PROMPT » Can you rewrite the listing below with every "Mark" swapped for "Locate" and nothing else changed? Leave the pictures out.

[START]

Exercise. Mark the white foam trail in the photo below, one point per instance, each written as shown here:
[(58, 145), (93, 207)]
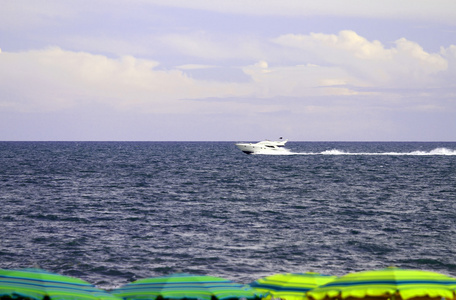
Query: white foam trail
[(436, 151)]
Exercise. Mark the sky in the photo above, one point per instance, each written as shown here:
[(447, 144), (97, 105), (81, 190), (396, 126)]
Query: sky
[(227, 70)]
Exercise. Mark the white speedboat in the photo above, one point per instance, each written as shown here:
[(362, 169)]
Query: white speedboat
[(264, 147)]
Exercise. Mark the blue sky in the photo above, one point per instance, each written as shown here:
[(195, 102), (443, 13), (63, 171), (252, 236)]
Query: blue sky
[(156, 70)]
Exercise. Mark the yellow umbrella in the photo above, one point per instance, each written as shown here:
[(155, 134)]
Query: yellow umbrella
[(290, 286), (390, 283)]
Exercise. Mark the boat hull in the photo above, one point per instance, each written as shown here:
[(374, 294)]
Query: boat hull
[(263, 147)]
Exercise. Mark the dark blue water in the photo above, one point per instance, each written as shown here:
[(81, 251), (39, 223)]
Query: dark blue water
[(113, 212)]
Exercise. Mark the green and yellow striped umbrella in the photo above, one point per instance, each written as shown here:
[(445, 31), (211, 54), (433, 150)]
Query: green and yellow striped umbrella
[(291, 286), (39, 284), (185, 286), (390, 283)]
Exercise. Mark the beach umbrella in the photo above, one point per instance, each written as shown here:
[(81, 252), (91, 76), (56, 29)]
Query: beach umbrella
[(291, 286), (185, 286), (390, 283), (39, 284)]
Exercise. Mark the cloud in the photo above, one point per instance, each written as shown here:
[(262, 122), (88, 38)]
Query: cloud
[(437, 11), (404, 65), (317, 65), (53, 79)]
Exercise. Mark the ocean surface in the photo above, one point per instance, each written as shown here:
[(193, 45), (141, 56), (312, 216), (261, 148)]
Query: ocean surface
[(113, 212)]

[END]

EXPECTED ANSWER »
Exercise. Locate the white foam trail in the photo below, one point per instance, each written as shown here:
[(58, 145), (93, 207)]
Query: white foam trail
[(436, 151)]
Exercise. Locate the sky in the photo above, one point per instance, each written as shown here:
[(447, 144), (97, 105), (81, 190), (396, 126)]
Query: sky
[(227, 70)]
Exercise. Locate the white speedboat in the photo above, one point per instance, each written as shown here:
[(362, 169)]
Query: white speedboat
[(264, 147)]
Exercise. Locate the blue sky in the photo above, one point per instance, each written as shown here:
[(195, 102), (443, 13), (63, 171), (252, 236)]
Query: blue sky
[(156, 70)]
Exercise. Locate the yellow umbrella in the photo above, one point per instance, each written as shown here:
[(155, 134)]
Query: yellow umbrella
[(290, 286), (390, 283)]
Exercise. Locate the boat hull in the photo above, one point per instance, each written as shown here:
[(374, 294)]
Query: boat hull
[(263, 147)]
Exercise. Locate the dark blue water in the photo above, one point per instance, each written as shown here:
[(81, 251), (39, 223)]
Query: dark blue water
[(113, 212)]
Exercise. Locate the green and yellow striped umbrella in the photo above, one point per instance, each written as shown here:
[(445, 31), (211, 54), (433, 150)]
Query: green and yellow striped umbrella
[(291, 286), (39, 284), (185, 286), (390, 283)]
Exercise. Locate the beach umbrella in the photo above, one point per instance, each written as shown here:
[(81, 252), (91, 76), (56, 29)]
Query: beach umbrella
[(291, 286), (185, 286), (390, 283), (39, 284)]
Exercise. Locate the cloud in the photo above, one point per instance, each written as shown here:
[(262, 122), (88, 38)]
Query: cloud
[(437, 11), (404, 65), (317, 65), (53, 79)]
Exercise. Locate the ocean surface in the photo above, one point per instance, each written as shown here:
[(193, 45), (141, 56), (312, 216), (261, 148)]
Query: ocean surface
[(113, 212)]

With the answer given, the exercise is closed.